#### [Exercise goal]
For each record here, output an exact copy.

[Data excerpts — start]

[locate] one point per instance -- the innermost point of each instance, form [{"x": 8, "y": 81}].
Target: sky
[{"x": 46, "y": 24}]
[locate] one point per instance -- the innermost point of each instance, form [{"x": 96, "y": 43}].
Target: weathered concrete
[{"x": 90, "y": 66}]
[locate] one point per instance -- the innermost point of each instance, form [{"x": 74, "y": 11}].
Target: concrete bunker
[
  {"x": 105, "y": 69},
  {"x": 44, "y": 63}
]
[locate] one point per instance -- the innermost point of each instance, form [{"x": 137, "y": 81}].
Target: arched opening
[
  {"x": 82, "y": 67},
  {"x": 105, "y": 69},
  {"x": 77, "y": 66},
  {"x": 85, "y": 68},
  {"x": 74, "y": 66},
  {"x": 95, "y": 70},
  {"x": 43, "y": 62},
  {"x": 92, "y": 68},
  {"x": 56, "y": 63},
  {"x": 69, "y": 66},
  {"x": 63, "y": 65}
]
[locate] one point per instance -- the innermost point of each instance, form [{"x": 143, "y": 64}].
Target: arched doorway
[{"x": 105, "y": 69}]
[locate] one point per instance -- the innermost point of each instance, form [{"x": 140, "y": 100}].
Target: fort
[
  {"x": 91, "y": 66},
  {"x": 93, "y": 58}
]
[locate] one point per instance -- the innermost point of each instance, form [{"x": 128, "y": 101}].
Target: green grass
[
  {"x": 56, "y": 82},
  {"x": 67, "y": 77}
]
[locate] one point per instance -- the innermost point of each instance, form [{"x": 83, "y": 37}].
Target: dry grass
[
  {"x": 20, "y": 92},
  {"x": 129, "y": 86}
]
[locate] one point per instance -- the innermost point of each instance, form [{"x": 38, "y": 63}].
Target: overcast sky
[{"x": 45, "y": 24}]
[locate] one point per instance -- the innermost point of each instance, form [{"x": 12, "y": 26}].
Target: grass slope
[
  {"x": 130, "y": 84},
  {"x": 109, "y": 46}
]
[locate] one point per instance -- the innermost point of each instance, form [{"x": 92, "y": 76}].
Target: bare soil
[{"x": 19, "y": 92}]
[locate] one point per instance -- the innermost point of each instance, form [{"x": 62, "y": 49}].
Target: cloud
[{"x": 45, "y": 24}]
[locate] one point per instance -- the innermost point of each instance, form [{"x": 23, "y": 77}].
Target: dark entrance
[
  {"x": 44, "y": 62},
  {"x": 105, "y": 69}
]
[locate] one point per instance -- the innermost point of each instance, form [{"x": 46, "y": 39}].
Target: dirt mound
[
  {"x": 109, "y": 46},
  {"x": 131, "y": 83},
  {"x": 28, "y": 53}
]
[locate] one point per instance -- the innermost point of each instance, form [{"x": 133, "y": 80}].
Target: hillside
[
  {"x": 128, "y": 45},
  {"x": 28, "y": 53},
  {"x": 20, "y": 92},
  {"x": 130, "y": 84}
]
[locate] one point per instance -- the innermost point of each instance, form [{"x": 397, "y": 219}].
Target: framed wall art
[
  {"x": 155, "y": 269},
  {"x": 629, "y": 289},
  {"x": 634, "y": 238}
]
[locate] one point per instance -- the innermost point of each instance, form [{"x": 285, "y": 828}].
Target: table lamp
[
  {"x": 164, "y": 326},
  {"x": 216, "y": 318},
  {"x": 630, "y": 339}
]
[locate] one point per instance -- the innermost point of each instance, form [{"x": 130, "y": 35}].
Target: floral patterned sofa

[Data excerpts — finish]

#### [Task result]
[locate] one point per instance -- the innermost point of each instance, form [{"x": 8, "y": 81}].
Target: sky
[{"x": 46, "y": 24}]
[locate] one point per instance -- the innermost point of each instance, form [{"x": 96, "y": 43}].
Target: weathered concrete
[{"x": 90, "y": 66}]
[locate] one point per instance -- the innermost point of each instance, form [{"x": 74, "y": 11}].
Target: concrete bunker
[
  {"x": 105, "y": 69},
  {"x": 44, "y": 63}
]
[locate] one point per instance -- the innermost point of each instance, form [{"x": 137, "y": 81}].
Target: arched opening
[
  {"x": 82, "y": 67},
  {"x": 105, "y": 69},
  {"x": 77, "y": 66},
  {"x": 85, "y": 68},
  {"x": 74, "y": 66},
  {"x": 95, "y": 70},
  {"x": 43, "y": 62},
  {"x": 92, "y": 68},
  {"x": 56, "y": 63},
  {"x": 69, "y": 66},
  {"x": 63, "y": 65}
]
[locate] one point per instance -- the innermost point of each instance, form [{"x": 143, "y": 64}].
Target: arched doorway
[{"x": 105, "y": 69}]
[locate] one point per instance -- the innermost point of each instance, form [{"x": 140, "y": 100}].
Target: fort
[
  {"x": 91, "y": 66},
  {"x": 93, "y": 58}
]
[locate] one point per instance -- the innermost point of each instance, form [{"x": 128, "y": 101}].
Target: green grass
[
  {"x": 56, "y": 82},
  {"x": 67, "y": 77}
]
[locate] one point per instance -- the innermost point of each instance, form [{"x": 83, "y": 37}].
Target: dry grass
[
  {"x": 20, "y": 92},
  {"x": 129, "y": 86}
]
[locate] one point per instance -- the innermost point of each instance, form [{"x": 38, "y": 63}].
Target: overcast sky
[{"x": 45, "y": 24}]
[locate] one point per instance -- the innermost point of each instance, form [{"x": 12, "y": 26}].
Target: grass slope
[
  {"x": 130, "y": 84},
  {"x": 109, "y": 46}
]
[locate] one point per instance -- the innermost point of each instance, form [{"x": 92, "y": 76}].
Target: bare soil
[{"x": 19, "y": 92}]
[locate] one point per instance -- the innermost point of each instance, form [{"x": 62, "y": 49}].
Target: cloud
[{"x": 45, "y": 24}]
[locate] one point per instance -- the innermost point of each instance, form [{"x": 23, "y": 77}].
Target: dark entrance
[
  {"x": 44, "y": 62},
  {"x": 105, "y": 69}
]
[locate] one point per instance -- the innermost point of each instance, form [{"x": 46, "y": 39}].
Target: dirt mound
[
  {"x": 109, "y": 46},
  {"x": 131, "y": 83},
  {"x": 28, "y": 53}
]
[locate] one point per instance -- the innermost point of each instance, form [{"x": 133, "y": 80}].
Target: hillside
[
  {"x": 128, "y": 45},
  {"x": 28, "y": 53},
  {"x": 20, "y": 92},
  {"x": 130, "y": 84}
]
[locate] one point per instance -- the innermost point of each instance, form [{"x": 397, "y": 219}].
Target: framed wall art
[
  {"x": 155, "y": 269},
  {"x": 629, "y": 289},
  {"x": 634, "y": 238}
]
[locate] one point per instance -- the innermost point of each instance, form [{"x": 285, "y": 828}].
Target: table lamp
[
  {"x": 164, "y": 326},
  {"x": 216, "y": 318},
  {"x": 630, "y": 339}
]
[locate] one point per instance -- the innermost point of each instance, form [{"x": 130, "y": 35}].
Target: floral patterned sofa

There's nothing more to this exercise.